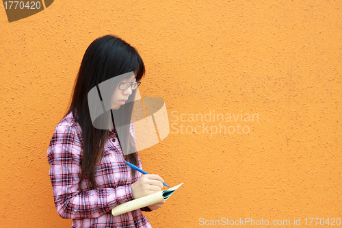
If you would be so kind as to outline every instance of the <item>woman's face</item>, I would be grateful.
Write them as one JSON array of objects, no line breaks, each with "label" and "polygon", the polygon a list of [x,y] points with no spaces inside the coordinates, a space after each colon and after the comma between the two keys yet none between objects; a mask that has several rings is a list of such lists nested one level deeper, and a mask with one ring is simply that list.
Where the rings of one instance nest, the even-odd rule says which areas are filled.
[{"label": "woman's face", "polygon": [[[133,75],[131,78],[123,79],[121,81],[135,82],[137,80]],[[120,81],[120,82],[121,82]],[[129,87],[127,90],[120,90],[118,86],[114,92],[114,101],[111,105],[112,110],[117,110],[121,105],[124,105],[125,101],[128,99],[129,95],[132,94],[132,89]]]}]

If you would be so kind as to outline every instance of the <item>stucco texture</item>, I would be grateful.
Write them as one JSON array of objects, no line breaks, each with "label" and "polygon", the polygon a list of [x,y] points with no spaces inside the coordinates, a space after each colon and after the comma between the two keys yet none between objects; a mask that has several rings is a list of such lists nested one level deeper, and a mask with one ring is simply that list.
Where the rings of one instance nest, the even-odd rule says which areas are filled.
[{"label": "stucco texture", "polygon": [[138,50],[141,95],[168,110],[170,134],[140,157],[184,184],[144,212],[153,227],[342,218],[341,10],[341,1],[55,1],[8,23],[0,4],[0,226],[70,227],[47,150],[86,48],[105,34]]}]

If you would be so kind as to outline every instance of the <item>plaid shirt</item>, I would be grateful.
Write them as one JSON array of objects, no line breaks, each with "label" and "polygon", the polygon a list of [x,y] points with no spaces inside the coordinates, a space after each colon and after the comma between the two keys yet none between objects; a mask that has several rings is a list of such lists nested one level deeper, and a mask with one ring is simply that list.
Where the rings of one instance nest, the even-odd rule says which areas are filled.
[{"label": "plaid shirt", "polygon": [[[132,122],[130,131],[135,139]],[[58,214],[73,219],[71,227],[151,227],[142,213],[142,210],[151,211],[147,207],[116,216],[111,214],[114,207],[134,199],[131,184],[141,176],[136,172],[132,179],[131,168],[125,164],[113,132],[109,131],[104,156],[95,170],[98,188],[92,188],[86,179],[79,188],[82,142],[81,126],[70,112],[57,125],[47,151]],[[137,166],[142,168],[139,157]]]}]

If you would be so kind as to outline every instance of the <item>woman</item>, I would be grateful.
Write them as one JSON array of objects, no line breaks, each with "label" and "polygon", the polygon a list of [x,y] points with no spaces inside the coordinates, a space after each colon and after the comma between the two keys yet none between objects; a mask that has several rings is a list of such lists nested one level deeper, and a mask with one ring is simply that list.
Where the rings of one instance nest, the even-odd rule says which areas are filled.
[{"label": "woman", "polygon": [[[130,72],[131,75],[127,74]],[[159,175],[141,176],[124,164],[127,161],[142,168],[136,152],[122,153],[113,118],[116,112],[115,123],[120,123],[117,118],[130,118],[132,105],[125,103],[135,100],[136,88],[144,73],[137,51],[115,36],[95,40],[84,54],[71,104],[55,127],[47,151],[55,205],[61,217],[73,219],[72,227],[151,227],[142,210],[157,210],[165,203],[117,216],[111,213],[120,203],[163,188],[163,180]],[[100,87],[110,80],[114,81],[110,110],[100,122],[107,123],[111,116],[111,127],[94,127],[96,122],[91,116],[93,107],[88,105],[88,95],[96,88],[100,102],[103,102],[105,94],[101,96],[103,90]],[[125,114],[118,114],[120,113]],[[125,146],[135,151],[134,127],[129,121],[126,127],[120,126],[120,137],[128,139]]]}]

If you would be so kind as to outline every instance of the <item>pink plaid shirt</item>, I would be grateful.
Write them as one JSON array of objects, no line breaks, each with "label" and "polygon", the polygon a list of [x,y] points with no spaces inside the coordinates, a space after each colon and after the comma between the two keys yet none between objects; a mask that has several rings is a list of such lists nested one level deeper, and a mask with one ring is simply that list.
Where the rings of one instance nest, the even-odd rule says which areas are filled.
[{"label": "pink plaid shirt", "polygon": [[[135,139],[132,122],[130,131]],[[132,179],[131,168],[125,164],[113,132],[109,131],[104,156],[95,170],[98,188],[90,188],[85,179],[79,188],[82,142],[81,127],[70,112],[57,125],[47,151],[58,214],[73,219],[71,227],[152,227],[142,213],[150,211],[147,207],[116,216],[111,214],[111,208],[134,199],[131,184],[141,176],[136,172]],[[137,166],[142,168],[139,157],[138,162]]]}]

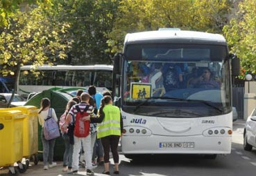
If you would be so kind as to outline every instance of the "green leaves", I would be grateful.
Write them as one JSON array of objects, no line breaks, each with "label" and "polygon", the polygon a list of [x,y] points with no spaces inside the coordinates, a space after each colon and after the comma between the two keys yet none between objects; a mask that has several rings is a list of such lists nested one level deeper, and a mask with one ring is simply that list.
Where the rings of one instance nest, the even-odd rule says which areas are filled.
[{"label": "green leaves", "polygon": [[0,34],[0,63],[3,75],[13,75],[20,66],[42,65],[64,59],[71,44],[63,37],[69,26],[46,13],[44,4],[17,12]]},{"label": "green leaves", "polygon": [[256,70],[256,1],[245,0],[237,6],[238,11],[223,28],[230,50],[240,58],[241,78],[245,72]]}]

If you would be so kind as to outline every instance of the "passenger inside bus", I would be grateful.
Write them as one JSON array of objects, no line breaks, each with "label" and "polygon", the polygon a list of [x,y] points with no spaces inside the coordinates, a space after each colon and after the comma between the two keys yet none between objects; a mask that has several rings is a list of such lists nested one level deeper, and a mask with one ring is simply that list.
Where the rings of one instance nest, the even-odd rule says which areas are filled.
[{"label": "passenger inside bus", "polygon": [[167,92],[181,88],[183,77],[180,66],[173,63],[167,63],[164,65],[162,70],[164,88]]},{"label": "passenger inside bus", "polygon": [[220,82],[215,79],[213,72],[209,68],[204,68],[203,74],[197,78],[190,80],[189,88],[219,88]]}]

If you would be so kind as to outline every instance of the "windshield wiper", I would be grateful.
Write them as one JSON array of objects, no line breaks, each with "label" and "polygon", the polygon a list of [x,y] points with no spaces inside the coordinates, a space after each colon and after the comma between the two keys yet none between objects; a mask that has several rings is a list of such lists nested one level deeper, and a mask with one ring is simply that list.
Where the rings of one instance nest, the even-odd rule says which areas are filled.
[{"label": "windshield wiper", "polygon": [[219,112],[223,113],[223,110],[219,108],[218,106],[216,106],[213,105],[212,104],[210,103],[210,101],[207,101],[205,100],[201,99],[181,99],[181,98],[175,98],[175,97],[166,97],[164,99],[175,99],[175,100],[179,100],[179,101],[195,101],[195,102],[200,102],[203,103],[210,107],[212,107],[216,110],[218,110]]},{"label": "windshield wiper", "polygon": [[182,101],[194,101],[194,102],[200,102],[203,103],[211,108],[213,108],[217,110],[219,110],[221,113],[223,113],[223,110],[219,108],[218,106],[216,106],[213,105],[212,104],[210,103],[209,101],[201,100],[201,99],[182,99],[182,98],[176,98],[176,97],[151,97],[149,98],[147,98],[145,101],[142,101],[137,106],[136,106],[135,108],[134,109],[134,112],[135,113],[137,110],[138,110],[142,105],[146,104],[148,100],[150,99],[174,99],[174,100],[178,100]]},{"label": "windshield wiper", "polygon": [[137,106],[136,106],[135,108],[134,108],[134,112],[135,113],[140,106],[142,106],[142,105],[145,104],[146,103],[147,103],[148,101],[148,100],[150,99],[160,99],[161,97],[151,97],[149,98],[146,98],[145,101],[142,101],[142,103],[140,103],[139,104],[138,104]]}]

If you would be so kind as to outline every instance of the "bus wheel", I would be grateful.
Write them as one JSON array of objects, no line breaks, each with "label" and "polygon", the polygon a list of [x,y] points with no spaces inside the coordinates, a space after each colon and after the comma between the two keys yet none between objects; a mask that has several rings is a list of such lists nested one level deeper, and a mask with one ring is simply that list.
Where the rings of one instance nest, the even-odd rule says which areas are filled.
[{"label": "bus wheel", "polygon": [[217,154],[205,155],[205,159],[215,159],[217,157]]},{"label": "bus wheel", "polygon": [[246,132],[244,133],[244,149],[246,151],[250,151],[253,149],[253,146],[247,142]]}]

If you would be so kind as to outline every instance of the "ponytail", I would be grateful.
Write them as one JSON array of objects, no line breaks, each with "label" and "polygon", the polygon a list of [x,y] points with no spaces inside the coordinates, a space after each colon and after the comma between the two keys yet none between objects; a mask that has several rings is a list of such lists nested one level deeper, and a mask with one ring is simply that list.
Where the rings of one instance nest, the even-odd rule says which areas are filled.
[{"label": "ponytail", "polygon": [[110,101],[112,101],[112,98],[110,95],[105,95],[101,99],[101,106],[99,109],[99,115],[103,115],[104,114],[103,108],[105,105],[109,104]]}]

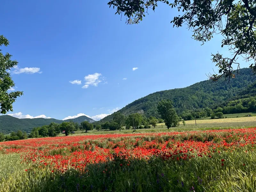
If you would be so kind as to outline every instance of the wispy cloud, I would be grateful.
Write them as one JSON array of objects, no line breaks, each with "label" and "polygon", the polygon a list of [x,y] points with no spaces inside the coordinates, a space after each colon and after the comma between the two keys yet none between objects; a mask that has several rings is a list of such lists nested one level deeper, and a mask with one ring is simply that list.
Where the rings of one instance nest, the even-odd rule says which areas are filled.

▬▬▬▬▬▬▬▬▬▬

*Aim of the exercise:*
Pull out every line of the data above that contains the word "stucco".

*Full response:*
If you would be so kind as to outline every instance of the <item>stucco texture</item>, I would be grateful.
[{"label": "stucco texture", "polygon": [[138,50],[141,95],[168,110],[170,134],[140,157],[184,184],[144,212],[153,227],[342,218],[341,10],[341,1],[55,1],[8,23],[0,4],[0,226],[70,227],[47,150],[86,48],[105,34]]}]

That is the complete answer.